Page:
┄┄┄┄┄┄┄┄┄┄

If you were to name some classic love stories you might suggest Helen of Troy & Paris (igniting the Trojan War dramatized in the Iliad), Cleopatra and Mark Antony (whose love entwined Rome in a civil war with Octavian/Augustus Caesar), Romeo & Juliet, Beauty & the Beast, or perhaps Cinderella & Prince Charming. In them, history, pop culture and romantic fiction come together in offering passionate love stories. These easily captivate our hearts, emotions and imaginations.
Ruth & Boaz Love Story
Amazingly, the love that sparked between Ruth & Boaz has proved far more enduring than any of these love affairs. In fact, it still affects the lives of all the billions of us living today. Its ramifications live on more than three thousand years after these lovers met. Rather than the tabloid love stories that last only a fleeting moment their love has outlasted all the classics mentioned above. Their romance is also a picture of a mystical and spiritual love offered to you and me. The story of Ruth and Boaz deals with cross-cultural & forbidden love. It models a healthy relationship between a powerful man and a vulnerable woman. Thus it speaks into today’s #MeToo generation. It becomes a blueprint for us on how to establish a healthy marriage. By any of these measures the love story of Ruth & Boaz is worth knowing.

┄┄┄┄┄┄┄┄┄┄

Collected data:
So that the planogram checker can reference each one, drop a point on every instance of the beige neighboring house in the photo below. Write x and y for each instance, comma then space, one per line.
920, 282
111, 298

┄┄┄┄┄┄┄┄┄┄

What to do:
A. Answer from the passage on Ruth and Boaz:
(i) Whose love entwined Rome in a civil war with Octavian/Augustus Caesar?
(ii) How long after Ruth and Boaz met do the ramifications of their love live on?
(iii) Which generation does the passage say their story speaks into?
B. Carry the passage on Ruth and Boaz forward from its last sentence.

Answers provided:
A.
(i) Cleopatra and Mark Antony
(ii) More than three thousand years
(iii) Today's #MeToo generation

B.
The Book of Ruth in the Tanakh records their love. It is a short book with only 2400 words. It thus makes a quick read (here). The setting happens around 1150 BCE, making this the oldest of all recorded love stories.
The Love Story of Ruth
Naomi and her husband with their two sons leave Israel to escape drought. They settle in the nearby country of Moab (today’s Jordan). After marrying local women the two sons die, as does Naomi’s husband, leaving her alone with her two daughters-in-law. Naomi decides to return to her native Israel and one of her daughters-in-law, Ruth, chooses to accompany her. After a long absence, Naomi is back in her native Bethlehem. She has become a destitute widow and is accompanied by Ruth, a young and vulnerable Moabite immigrant.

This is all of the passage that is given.